■ Extracted text
********************

In the recent case of Bowlby v. City of Aberdeen, the Fifth Circuit Court of Appeals just ruled that Fourteenth Amendment Due Process Clause property rights claims can be filed in federal court, despite the fact that the Supreme Court’s 1985 Williamson County decision bars many Takings Clause property rights claims from federal courts.
Robert Thomas of the Inverse Condemnation blog has a good summary of the relevant issues:
If you tried to explain the practical results of Williamson County’s ripeness requirements to someone not familiar in the last 30 years of regulatory takings jurisprudence, they would probably think you were joking….

********************

■ Extracted entries
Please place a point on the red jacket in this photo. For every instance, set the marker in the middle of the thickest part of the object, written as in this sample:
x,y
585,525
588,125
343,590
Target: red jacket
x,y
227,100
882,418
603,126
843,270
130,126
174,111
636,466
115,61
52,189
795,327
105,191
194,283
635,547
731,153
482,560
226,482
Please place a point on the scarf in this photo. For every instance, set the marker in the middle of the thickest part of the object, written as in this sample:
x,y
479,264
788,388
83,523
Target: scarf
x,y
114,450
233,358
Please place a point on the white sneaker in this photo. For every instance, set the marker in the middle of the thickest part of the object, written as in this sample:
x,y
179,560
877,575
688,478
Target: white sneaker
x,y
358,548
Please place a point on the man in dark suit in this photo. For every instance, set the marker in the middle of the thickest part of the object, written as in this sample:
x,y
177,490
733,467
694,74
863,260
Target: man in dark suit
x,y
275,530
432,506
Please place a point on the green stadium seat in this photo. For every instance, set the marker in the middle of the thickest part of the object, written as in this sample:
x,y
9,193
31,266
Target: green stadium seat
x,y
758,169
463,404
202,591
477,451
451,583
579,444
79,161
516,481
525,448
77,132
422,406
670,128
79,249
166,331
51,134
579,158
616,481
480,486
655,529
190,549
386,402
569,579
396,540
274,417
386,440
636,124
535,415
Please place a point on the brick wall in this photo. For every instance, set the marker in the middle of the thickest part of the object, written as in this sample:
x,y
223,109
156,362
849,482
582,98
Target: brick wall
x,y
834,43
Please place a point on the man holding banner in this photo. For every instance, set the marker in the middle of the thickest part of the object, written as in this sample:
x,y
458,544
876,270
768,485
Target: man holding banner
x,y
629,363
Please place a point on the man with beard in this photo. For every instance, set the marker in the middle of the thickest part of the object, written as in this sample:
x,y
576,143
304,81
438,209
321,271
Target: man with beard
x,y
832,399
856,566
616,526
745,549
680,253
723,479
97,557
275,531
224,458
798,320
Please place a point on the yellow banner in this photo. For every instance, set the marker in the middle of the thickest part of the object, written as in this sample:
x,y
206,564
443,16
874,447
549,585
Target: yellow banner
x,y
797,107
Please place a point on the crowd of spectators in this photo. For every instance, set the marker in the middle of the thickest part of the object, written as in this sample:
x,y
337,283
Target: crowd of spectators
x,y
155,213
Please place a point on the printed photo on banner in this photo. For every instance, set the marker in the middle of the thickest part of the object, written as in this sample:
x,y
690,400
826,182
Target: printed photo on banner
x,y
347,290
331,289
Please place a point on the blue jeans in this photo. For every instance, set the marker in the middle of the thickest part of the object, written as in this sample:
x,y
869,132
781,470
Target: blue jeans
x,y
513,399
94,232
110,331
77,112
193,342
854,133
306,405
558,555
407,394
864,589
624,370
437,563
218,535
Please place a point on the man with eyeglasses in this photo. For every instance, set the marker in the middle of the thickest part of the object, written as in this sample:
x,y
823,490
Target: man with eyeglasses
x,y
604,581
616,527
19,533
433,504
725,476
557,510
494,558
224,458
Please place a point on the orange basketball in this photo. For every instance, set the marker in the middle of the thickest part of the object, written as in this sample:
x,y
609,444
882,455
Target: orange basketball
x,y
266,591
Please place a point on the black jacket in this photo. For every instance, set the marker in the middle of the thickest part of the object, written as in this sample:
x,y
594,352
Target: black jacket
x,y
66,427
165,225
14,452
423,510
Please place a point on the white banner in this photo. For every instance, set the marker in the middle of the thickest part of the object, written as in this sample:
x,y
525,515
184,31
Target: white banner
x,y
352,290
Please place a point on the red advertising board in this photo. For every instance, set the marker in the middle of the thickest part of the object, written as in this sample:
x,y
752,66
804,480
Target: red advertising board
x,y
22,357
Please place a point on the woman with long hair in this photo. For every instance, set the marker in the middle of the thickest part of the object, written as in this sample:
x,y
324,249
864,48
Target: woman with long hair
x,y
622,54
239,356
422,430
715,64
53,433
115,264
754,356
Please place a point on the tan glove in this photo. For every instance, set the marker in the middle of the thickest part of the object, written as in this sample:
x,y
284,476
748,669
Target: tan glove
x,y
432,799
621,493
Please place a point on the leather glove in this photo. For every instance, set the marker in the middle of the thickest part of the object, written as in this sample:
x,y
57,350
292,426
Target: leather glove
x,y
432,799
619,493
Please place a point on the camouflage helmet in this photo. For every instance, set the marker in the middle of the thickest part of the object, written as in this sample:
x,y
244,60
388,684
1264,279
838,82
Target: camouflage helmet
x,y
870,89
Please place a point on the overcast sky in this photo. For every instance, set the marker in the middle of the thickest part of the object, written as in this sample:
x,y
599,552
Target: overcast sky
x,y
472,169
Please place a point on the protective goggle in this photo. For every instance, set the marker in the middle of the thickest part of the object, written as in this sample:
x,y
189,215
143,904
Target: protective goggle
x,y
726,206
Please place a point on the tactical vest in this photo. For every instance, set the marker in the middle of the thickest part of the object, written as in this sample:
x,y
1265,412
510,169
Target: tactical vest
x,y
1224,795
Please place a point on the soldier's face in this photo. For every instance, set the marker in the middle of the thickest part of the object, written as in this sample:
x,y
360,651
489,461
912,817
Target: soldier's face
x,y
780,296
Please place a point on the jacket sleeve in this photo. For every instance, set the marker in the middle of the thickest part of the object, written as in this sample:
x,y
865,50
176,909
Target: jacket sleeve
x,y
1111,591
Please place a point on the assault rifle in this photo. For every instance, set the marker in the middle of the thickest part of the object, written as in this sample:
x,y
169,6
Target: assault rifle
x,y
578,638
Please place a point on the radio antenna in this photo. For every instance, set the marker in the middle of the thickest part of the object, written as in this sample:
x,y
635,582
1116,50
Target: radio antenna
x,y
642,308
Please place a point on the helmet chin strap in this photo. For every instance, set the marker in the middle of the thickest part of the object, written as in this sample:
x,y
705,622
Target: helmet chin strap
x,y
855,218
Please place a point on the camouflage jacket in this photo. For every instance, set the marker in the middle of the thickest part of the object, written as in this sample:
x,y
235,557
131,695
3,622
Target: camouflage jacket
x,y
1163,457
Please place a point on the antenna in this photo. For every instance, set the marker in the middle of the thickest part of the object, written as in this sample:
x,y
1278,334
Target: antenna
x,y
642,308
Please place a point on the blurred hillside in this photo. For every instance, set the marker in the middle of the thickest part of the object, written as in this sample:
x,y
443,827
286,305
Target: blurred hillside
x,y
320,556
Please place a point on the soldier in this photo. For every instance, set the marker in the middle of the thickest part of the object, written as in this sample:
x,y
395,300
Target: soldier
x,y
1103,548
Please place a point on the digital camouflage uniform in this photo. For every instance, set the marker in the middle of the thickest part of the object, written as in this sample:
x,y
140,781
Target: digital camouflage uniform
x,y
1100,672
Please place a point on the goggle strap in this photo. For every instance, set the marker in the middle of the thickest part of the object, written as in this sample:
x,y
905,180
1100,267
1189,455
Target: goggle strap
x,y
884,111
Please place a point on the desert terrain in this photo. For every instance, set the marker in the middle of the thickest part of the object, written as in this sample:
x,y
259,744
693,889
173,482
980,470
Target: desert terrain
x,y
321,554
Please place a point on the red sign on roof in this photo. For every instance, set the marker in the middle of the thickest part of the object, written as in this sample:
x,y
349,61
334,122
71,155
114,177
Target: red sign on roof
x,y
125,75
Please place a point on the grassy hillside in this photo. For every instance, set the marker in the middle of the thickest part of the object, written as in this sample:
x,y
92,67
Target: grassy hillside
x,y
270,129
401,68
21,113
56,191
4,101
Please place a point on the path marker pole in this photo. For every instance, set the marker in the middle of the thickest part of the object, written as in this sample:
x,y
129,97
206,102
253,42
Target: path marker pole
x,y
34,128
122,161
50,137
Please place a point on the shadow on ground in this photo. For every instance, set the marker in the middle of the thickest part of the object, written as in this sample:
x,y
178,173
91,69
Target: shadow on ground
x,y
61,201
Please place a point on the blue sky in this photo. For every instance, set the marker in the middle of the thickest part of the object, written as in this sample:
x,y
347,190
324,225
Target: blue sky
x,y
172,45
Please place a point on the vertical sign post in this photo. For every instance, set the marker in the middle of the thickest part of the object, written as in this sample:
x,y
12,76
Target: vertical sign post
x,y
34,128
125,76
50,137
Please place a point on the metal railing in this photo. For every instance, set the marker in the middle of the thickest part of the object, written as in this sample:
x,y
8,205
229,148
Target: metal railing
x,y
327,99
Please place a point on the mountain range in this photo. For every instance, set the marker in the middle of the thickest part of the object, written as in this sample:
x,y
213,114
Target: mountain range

********************

■ Set of tasks
**a.** Print the passage on Bowlby v. City of Aberdeen between "In the recent" and "you were joking….", inclusive.
**b.** In the passage on Bowlby v. City of Aberdeen, which court issued the ruling in that case?
**c.** Summarize the passage on Bowlby v. City of Aberdeen in two sentences.

■ Exercise results
**a.**
In the recent case of Bowlby v. City of Aberdeen, the Fifth Circuit Court of Appeals just ruled that Fourteenth Amendment Due Process Clause property rights claims can be filed in federal court, despite the fact that the Supreme Court’s 1985 Williamson County decision bars many Takings Clause property rights claims from federal courts.
Robert Thomas of the Inverse Condemnation blog has a good summary of the relevant issues:
If you tried to explain the practical results of Williamson County’s ripeness requirements to someone not familiar in the last 30 years of regulatory takings jurisprudence, they would probably think you were joking….

**b.** The Fifth Circuit Court of Appeals.

**c.** In Bowlby v. City of Aberdeen, the Fifth Circuit Court of Appeals ruled that Fourteenth Amendment Due Process Clause property rights claims can be filed in federal court, even though the Supreme Court's 1985 Williamson County decision bars many Takings Clause property rights claims from federal courts. Robert Thomas of the Inverse Condemnation blog summarizes the issues, observing that someone unfamiliar with regulatory takings jurisprudence would probably think the practical results of Williamson County's ripeness requirements were a joke.